# Your instructions
All lines from the one with "Ground tram front" through the last are to be given again exactly as they stand in the data below, and only those.

[[ Given records open ]]

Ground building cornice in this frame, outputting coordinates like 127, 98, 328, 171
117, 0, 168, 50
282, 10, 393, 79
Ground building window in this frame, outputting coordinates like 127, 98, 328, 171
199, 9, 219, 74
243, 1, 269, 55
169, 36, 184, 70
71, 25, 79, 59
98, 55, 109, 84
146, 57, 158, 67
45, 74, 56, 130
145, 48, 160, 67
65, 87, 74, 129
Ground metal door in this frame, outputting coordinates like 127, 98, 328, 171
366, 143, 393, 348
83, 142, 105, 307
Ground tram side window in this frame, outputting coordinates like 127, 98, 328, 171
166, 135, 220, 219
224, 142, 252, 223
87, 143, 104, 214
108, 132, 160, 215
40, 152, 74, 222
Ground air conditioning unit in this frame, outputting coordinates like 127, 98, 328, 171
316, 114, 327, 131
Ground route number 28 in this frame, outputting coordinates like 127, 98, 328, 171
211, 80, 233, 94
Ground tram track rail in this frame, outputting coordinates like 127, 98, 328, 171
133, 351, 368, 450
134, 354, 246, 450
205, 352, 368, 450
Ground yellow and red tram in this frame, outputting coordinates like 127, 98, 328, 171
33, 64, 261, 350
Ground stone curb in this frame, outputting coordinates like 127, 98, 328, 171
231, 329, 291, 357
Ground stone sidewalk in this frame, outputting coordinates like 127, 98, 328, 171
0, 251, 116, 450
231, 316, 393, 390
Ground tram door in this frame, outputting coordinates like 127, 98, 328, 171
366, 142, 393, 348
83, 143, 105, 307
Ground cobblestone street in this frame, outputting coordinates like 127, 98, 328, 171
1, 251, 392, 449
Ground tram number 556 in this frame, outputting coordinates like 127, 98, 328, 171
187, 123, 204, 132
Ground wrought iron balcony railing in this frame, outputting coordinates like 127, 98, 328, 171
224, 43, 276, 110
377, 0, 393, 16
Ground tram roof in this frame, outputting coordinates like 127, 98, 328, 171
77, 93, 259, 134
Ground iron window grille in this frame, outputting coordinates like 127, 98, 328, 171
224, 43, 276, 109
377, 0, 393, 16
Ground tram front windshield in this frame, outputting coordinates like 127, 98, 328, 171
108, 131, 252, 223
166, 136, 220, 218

[[ Given records closed ]]

# Your solution
Ground tram front windshield in this frame, outputting coordinates like 127, 98, 328, 171
108, 131, 252, 223
166, 136, 220, 218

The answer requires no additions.